**Your task:**
Answer these from the passage on the BJP National Council meeting:
(a) Whose appointment as party president was the meeting held to ratify?
(b) What was said L. K. Advani would do from then on?
(c) Who is named in the passage as the quietly whispered replacement for Manmohan Singh?

**Excerpted passage:**
=== Begin Enclosure ===
Last Saturday, the BJP National Council held a meeting to ratify Rajnath Singh’s appointment as party president — and ended up endorsing Narendra Modi for Prime Minister.

Vijay Goel, Delhi BJP President and convention’s host, is reported by a newspaper as having said: “Nobody in the country any longer thinks of Manmohan Singh as the Prime Minister. Every child wants Modi as the Prime Minister.”

The crowd, it appears, went delirious chanting “Modi PM, Modi PM”. Modi himself looked smugly on, as well he might. Then, quite unexpectedly, they all kissed the octogenarian L. K. Advani goodbye. “Henceforth he will offer only guidance”, it was said. Advani, reported a newspaper, “looked a trifle bewildered at the thought of passing into the sunset.”

This was not, if you reflect upon it, very different from what had happened at the Congress chintan shivir at Jaipur in January. But there were two major differences.

The Congress didn’t kiss Sonia Gandhi goodbye and it anointed, as a Webwag called him, “an unemployed youth of 42” to lead the party in the next general election. The question of whether he would also be the Congress’s prime ministerial candidate was left open.

Now, although the word in Chennai is that when the time comes Rahul Gandhi will indeed, albeit very reluctantly, agree to become prime minister, the word in Delhi is that he will look for a suitable replacement for Manmohan Singh while he himself does what comes to him best.

Manmohan’s replacement

That replacement, it is being quietly whispered, is Palaniappan Chidambaram. The country, the UPA and more importantly, Congressman, are being quietly conditioned.
=== End Enclosure ===
**Stored data entries:**
=== Begin Enclosure ===
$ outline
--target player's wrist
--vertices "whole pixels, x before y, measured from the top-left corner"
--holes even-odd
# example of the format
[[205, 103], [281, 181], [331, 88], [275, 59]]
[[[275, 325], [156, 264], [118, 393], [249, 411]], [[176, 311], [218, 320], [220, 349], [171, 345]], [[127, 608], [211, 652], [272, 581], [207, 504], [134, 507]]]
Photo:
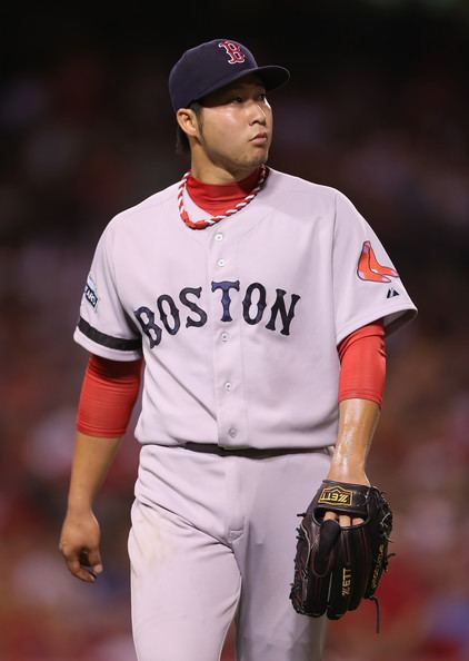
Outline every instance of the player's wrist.
[[90, 497], [79, 496], [69, 499], [67, 504], [67, 515], [77, 517], [92, 514], [92, 500]]
[[326, 480], [332, 480], [333, 482], [348, 482], [349, 484], [370, 485], [370, 481], [368, 480], [365, 472], [365, 466], [362, 465], [332, 463]]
=== End Enclosure ===
**Solution:**
(a) Rajnath Singh's
(b) Offer only guidance
(c) Palaniappan Chidambaram